### [Lista de tarefas]
[a] Na crítica de 5x Favela, qual filme de 1962 o título retoma?
[b] Diga se cada afirmação combina com a crítica de 5x Favela: (i) o subtítulo aponta para os cineastas da favela; (ii) o autor considera o filme fraco; (iii) o filme foi feito em Portugal.
[c] Escreva a continuação da crítica de 5x Favela, começando logo depois da última frase.

### [Texto para ler]
-.-.-

5x Favela: Agora Por Nós Mesmos,
de Cacau Amaral, Cadu Barcellos, Luciana Bezerra, Luciano Vidigal, Manaíra Carneiro, Rodrigo Felha e Wagner Novais

(Brasil, 2010)
por Cezar Milgiorin

Mundo 100% Favela

O filme é ótimo! Mas o que está em questão aqui não é apenas um filme, mas um gesto político em que o filme é parte de uma trama que envolve ONGs, projetos sociais, livro, blog, Eike Batista, Cacá Diegues. Cada um desses personagens ligados a diversas outras forças e poderes. Ao se apresentar como algo mais que um filme, ou seja, como um projeto de cinema e de cidade, essa complexa trama interessa tanto quanto o filme. O titulo talvez seja o elemento mais revelador de tal projeto. Fora a referência ao filme de 1962 (Cinco Vezes Favela), o subtítulo que segue, "Agora por Nós Mesmos", aponta para aqueles que fazem o filme, os cineastas da favela. É com este olhar que devemos ver o filme: não são os outros falando da favela, “mas nós mesmos”. Ou seja, o ponto de vista está explicitado e ele é real, não mediado, não contaminado.

-.-.-

### [Dados fornecidos]
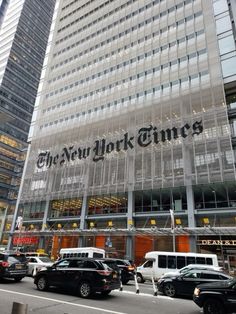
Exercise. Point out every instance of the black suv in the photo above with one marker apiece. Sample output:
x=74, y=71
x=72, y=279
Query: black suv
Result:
x=125, y=267
x=217, y=297
x=13, y=265
x=84, y=276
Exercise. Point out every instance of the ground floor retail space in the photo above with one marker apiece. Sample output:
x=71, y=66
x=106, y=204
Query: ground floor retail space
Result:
x=133, y=247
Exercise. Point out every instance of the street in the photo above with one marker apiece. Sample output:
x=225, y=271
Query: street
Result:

-.-.-

### [Respostas às tarefas]
[a] Cinco Vezes Favela.

[b]
(i) Sim: “aponta para aqueles que fazem o filme, os cineastas da favela”.
(ii) Não: “O filme é ótimo!”
(iii) Não: “Brasil, 2010”.

[c]
Assim, o "por nós mesmos" indicial precisa ser entendido de duas maneiras: primeiro esteticamente, ou seja, a favela será autora da organização dos espaços, tempos, gestos, discursos. Em segundo lugar, como problema político (o que não significa que as duas coisas estejam separadas). Esteticamente, como produtor, Cacá Diegues faz escolhas homogeneizantes. Antes de tudo, o que precisava ser garantido é um “padrão de qualidade”, e para isso o projeto opta por uma equipe técnica em que a única variável é o diretor, mantendo assim um certo formato de oficina audiovisual em comunidades carentes, em que os técnicos se repetem para que o jovem possa assumir o lugar da "criação". O “nós mesmos” é restrito ao diretor que possui a originalidade intrínseca ao seu lugar (físico) de fala, como se toda condição social fosse acompanhada de um saber e de uma originalidade estética. A favela, que no discurso do filme pretende se distanciar dos estereótipos e não ser determinante deste ou daquele modo de ser, é determinante de um lugar de fala, num paradoxo intransponível.  A homogeneização da equipe e dos roteiros é importante para dar unidade ao filme, o que pode ser decisivo para o sucesso comercial do projeto.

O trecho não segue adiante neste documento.